▶ **Problem statement**: Please reproduce the listing below word for word, leaving out the pictures.

▶ **Data to use**:
....

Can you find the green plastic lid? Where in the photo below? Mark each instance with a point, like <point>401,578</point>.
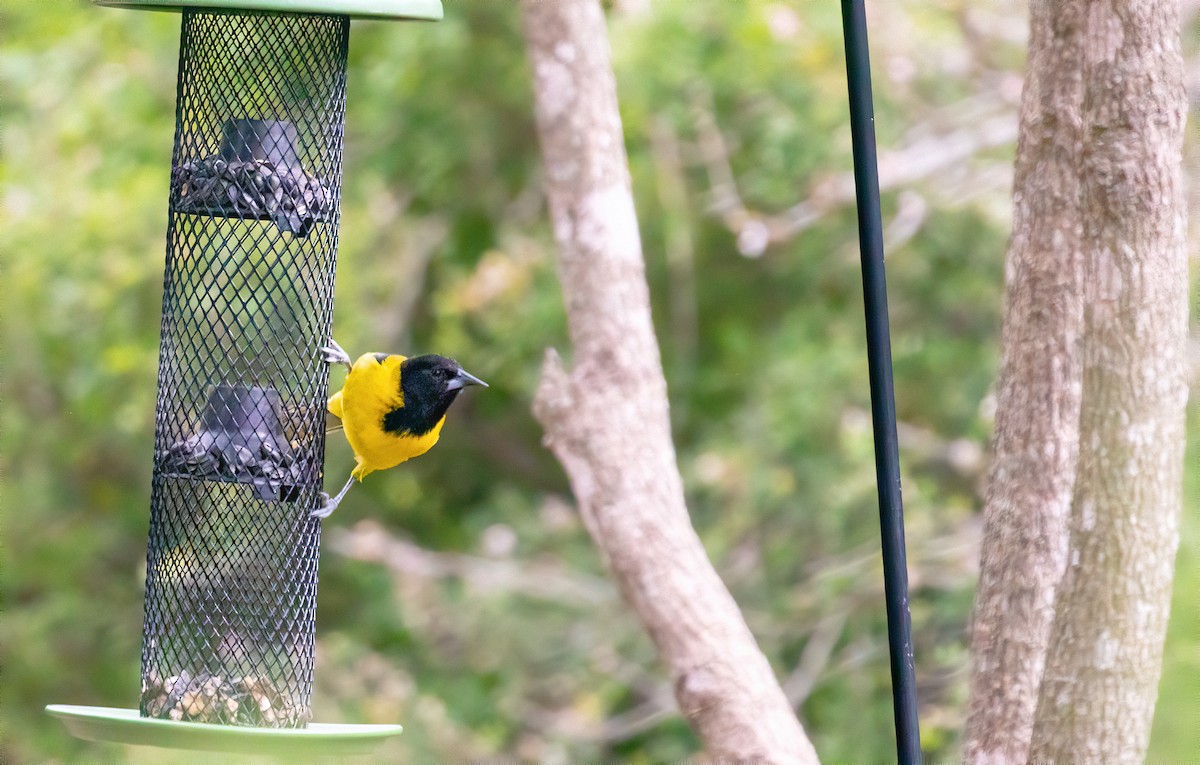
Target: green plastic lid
<point>125,726</point>
<point>419,10</point>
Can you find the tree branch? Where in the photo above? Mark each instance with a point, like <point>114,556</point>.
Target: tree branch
<point>606,419</point>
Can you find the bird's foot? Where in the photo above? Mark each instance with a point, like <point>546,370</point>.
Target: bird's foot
<point>325,509</point>
<point>335,354</point>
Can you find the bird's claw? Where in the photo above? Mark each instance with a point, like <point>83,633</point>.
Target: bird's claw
<point>325,509</point>
<point>335,354</point>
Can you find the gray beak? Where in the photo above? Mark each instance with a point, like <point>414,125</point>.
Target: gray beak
<point>462,380</point>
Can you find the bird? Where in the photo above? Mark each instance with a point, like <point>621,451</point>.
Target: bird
<point>391,409</point>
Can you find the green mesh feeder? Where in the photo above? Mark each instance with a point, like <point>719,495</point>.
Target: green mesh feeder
<point>227,655</point>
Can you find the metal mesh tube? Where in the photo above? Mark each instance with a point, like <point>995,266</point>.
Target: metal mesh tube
<point>247,301</point>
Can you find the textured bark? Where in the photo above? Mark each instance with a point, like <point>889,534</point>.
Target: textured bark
<point>1035,449</point>
<point>1104,660</point>
<point>606,420</point>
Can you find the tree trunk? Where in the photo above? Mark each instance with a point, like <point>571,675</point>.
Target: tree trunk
<point>1035,450</point>
<point>607,420</point>
<point>1105,652</point>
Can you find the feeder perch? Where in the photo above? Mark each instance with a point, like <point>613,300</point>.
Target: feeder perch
<point>227,656</point>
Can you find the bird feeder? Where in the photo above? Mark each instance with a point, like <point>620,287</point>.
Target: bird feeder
<point>227,655</point>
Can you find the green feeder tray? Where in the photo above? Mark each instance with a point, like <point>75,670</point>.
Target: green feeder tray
<point>124,726</point>
<point>414,10</point>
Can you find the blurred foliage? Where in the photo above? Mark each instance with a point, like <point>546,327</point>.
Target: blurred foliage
<point>489,630</point>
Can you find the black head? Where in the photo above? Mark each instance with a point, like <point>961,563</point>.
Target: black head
<point>430,384</point>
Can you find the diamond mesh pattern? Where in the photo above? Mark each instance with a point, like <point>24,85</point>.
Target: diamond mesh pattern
<point>247,302</point>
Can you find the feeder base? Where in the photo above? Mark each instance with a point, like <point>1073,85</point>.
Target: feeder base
<point>125,726</point>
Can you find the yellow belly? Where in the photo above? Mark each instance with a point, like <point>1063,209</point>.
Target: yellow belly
<point>371,391</point>
<point>378,450</point>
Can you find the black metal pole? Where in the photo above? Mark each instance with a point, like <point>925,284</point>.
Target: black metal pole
<point>879,353</point>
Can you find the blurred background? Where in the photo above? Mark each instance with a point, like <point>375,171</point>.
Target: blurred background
<point>460,594</point>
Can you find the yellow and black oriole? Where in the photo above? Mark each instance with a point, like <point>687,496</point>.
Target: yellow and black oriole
<point>391,408</point>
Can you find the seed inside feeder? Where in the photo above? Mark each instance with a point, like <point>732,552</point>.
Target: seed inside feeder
<point>256,174</point>
<point>240,439</point>
<point>208,698</point>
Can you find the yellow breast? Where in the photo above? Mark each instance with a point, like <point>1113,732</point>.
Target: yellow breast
<point>371,391</point>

....

▶ **The response**:
Can you find the green plastic lid? Where in the photo below? Mark each instance with a point, like <point>401,578</point>.
Target: green plastic lid
<point>125,726</point>
<point>419,10</point>
Can you find the tree branch? Where in the photo above? Mark each instance with a point, like <point>114,556</point>.
Target: tree branch
<point>606,419</point>
Can you find the bird's foot? Where in the photo above? Mark each instance with a point, like <point>546,370</point>.
Target: bird's foot
<point>325,509</point>
<point>335,354</point>
Can you find the bird's claw? Where in the photo above? Mark each instance with a point, like <point>83,633</point>.
Target: bird's claw
<point>325,509</point>
<point>335,354</point>
Can you find the gray beak? Where in the photo above? Mark each instance with a point, like <point>414,125</point>.
Target: gray beak
<point>462,380</point>
Can you find the bird? Where in the photo above? Mark each instance with a point, like <point>621,451</point>.
Target: bird
<point>391,409</point>
Can you find the green mesh feeder? Where in the photo above? Mark each instance with a point, like <point>719,495</point>.
Target: green mesh feeder
<point>227,655</point>
Can you find the metal mesh tube? Where in the photo above? Mark each instance with a point, like <point>995,266</point>.
Target: metal mesh tube
<point>247,301</point>
Can you find the textured bark? Where in the photo above? Mark each instance with a point, like <point>889,534</point>.
Target: textured bark
<point>1035,449</point>
<point>1104,660</point>
<point>606,420</point>
Can you find the tree trunk? Where in the photo above? Mark each instance with a point, like <point>571,675</point>.
Target: tree trunk
<point>1035,450</point>
<point>607,420</point>
<point>1105,652</point>
Can you find the feeder perch? Where in the photo above? Mark each instance with a point, like <point>613,300</point>.
Target: feeder perch
<point>227,656</point>
Can you find the bird feeder? Where in the photo above? Mark each instance with a point, like <point>620,287</point>.
Target: bird feeder
<point>227,655</point>
Can you find the green feeder tray? Where in the photo above? Mark each instance with a point, like <point>75,670</point>.
Target: green feeder tray
<point>124,726</point>
<point>414,10</point>
Can you find the blurred foliage? Where in the photo above? Mark each instance with a point, like <point>546,327</point>.
Target: blurred foliage
<point>489,630</point>
Can you find the black head? Where in the photo above? Mark each instance with a point, like <point>961,563</point>.
Target: black head
<point>430,384</point>
Can you find the diamond mesh pattern? Where in the photo above? Mark each instance with a point, like <point>24,85</point>.
Target: diamond mesh pattern
<point>247,302</point>
Can you find the feeder base? Where in the photo above? Mark each instance with a point, like <point>1073,85</point>.
Target: feeder base
<point>125,726</point>
Can you find the yellow belly? Where in the photo above? Mark each instance with a point, like <point>1063,209</point>.
Target: yellow belly
<point>371,391</point>
<point>378,450</point>
Can you find the black metal pole? Where in the photo above? Mark each instance with a point, like <point>925,284</point>.
Target: black metal pole
<point>879,353</point>
Can you find the blurred background? Where in the photo above? Mark each instance with a point, like <point>375,171</point>.
Target: blurred background
<point>460,594</point>
Can you find the yellow and black oriole? Where in the photo above? Mark each instance with a point, like <point>687,496</point>.
Target: yellow and black oriole
<point>391,408</point>
Can you find the seed inside feeder? Where in the photo above? Mark each instance with a point, like <point>732,552</point>.
Target: seed inside feeder
<point>256,174</point>
<point>240,439</point>
<point>208,698</point>
Can you find the yellow breast? Where in the photo above? Mark each instance with a point, like <point>1113,732</point>.
Target: yellow breast
<point>371,391</point>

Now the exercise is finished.